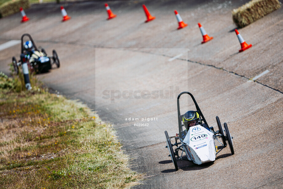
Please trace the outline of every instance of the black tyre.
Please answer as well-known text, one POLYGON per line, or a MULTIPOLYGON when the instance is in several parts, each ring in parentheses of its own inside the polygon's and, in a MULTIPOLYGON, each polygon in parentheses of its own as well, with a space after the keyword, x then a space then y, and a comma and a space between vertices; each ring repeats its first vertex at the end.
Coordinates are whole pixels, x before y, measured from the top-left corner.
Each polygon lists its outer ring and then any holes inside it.
POLYGON ((222 135, 221 137, 221 139, 222 139, 222 142, 223 143, 223 144, 225 146, 227 145, 227 143, 226 143, 226 139, 225 139, 225 136, 224 134, 224 131, 223 131, 223 128, 222 128, 222 126, 221 126, 221 123, 220 123, 220 120, 219 120, 219 118, 218 116, 216 116, 216 122, 217 123, 217 125, 218 126, 218 129, 219 131, 219 132, 220 135, 222 135))
POLYGON ((16 74, 18 74, 19 73, 19 66, 17 63, 17 59, 14 56, 12 58, 12 62, 13 64, 13 67, 14 67, 14 71, 16 74))
POLYGON ((52 53, 53 54, 53 59, 54 61, 54 62, 56 64, 56 66, 57 67, 59 68, 60 67, 60 61, 59 60, 59 57, 58 56, 56 51, 53 50, 52 51, 52 53))
POLYGON ((227 139, 227 142, 228 142, 229 147, 230 148, 230 150, 231 151, 231 153, 232 154, 232 155, 233 155, 234 153, 234 147, 233 147, 233 143, 232 142, 232 137, 231 137, 230 132, 229 132, 229 130, 228 129, 228 126, 227 126, 227 124, 226 123, 224 123, 224 129, 225 130, 226 139, 227 139))
POLYGON ((177 165, 177 161, 176 161, 176 157, 175 157, 175 154, 174 153, 174 151, 173 150, 173 147, 172 147, 172 144, 171 143, 171 141, 170 139, 168 136, 168 133, 167 133, 167 131, 165 131, 165 136, 166 137, 166 143, 167 144, 167 148, 169 150, 169 152, 170 153, 170 157, 171 157, 171 159, 174 165, 175 166, 175 169, 176 171, 178 171, 178 165, 177 165))
POLYGON ((45 51, 45 50, 44 50, 44 48, 42 47, 40 47, 39 48, 39 50, 41 52, 43 53, 45 56, 47 56, 47 53, 46 53, 46 51, 45 51))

# # # # #

- _Task description_
Copy every item above word for word, omitting the pictures.

- _Output below_
Please trace the outline of every instance of the black tyre.
Please answer as well-known text, one POLYGON per line, or a MULTIPOLYGON when the instance is in several parts, each ring in parentheses of its own inside the polygon's and, in a MULTIPOLYGON, each polygon in parentheses of its own as well, with a space after the keyword, x then a space then y, and a comma and a space between vertices; each ring repeats its first vertex at the end.
Coordinates are whole pixels, x before y, measured from the top-left corner.
Each polygon lists its outer ring and then any holes inside it.
POLYGON ((222 135, 221 137, 221 139, 222 139, 222 142, 223 143, 223 144, 225 146, 227 145, 227 143, 226 143, 226 139, 225 139, 225 136, 224 134, 224 131, 223 131, 223 128, 222 128, 222 126, 221 126, 221 123, 220 123, 220 120, 219 120, 219 118, 218 116, 216 116, 216 122, 217 123, 217 125, 218 126, 218 129, 219 131, 219 132, 220 135, 222 135))
POLYGON ((16 74, 18 74, 19 73, 19 66, 17 63, 17 59, 14 56, 12 58, 12 62, 13 64, 13 67, 14 67, 14 71, 16 74))
POLYGON ((52 53, 53 54, 53 59, 54 61, 54 62, 56 64, 56 66, 57 67, 59 68, 60 67, 60 61, 59 60, 59 57, 58 56, 56 51, 53 50, 52 51, 52 53))
POLYGON ((227 139, 227 142, 228 142, 229 147, 230 148, 230 150, 231 151, 231 153, 232 154, 232 155, 233 155, 234 153, 234 147, 233 147, 233 143, 232 142, 232 137, 231 137, 230 132, 229 132, 229 130, 228 129, 228 126, 227 126, 227 124, 226 123, 224 123, 224 129, 225 130, 226 139, 227 139))
POLYGON ((177 165, 177 161, 176 161, 176 157, 175 157, 175 154, 174 153, 174 151, 173 150, 173 147, 172 147, 172 144, 171 143, 171 141, 170 139, 168 136, 168 133, 167 133, 167 131, 165 131, 165 136, 166 137, 166 143, 167 144, 167 148, 169 150, 169 152, 170 153, 170 157, 171 157, 171 159, 174 165, 175 166, 175 169, 176 171, 178 171, 178 165, 177 165))
POLYGON ((45 51, 45 50, 44 50, 44 48, 42 47, 40 47, 39 48, 39 50, 41 52, 43 53, 45 56, 47 56, 47 53, 46 53, 46 51, 45 51))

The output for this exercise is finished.